━━━ GIVEN DATA

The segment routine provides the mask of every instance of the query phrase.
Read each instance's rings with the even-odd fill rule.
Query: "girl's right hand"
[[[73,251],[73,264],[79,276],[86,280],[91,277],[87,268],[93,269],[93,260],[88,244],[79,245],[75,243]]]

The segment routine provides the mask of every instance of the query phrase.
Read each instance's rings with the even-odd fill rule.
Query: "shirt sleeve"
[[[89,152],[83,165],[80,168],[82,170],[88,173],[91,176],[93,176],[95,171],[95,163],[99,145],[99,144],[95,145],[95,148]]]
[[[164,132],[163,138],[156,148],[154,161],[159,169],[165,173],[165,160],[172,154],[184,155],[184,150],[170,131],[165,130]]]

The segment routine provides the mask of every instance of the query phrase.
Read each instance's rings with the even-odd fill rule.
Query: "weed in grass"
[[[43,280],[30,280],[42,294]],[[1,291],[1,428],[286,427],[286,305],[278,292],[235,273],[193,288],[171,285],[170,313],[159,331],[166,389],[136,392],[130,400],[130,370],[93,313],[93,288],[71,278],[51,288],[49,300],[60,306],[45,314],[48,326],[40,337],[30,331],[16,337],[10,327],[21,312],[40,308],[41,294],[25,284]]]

━━━━━━

Write out all of the material above verbatim, keeping every line in its original order.

The segment routine provides the mask of every instance of the query phrase.
Read each instance's rings with the even-odd fill rule.
Query: "girl's right hand"
[[[73,251],[73,264],[79,276],[86,280],[91,277],[87,268],[93,269],[93,260],[88,244],[79,245],[75,243]]]

The segment routine provides the mask of every instance of the query phrase.
Read each instance's rings with the even-odd fill rule.
Query: "shirt sleeve"
[[[89,152],[83,165],[80,168],[82,170],[88,173],[91,176],[93,176],[95,171],[95,163],[99,145],[99,144],[95,145],[95,148]]]
[[[164,132],[163,138],[156,148],[154,161],[159,169],[165,173],[165,160],[172,154],[184,155],[184,150],[170,131],[165,130]]]

The segment routine provides the mask of every instance of the query phrase.
Read each instance's rings with the even-odd fill rule.
Query: "weed in grass"
[[[43,280],[30,280],[42,294]],[[1,291],[1,428],[286,427],[286,305],[278,292],[235,273],[193,288],[171,285],[170,313],[159,331],[166,389],[136,392],[130,400],[130,370],[93,313],[93,288],[71,278],[51,288],[49,300],[60,306],[45,314],[48,326],[40,337],[30,331],[16,337],[10,327],[21,312],[40,308],[41,294],[25,284]]]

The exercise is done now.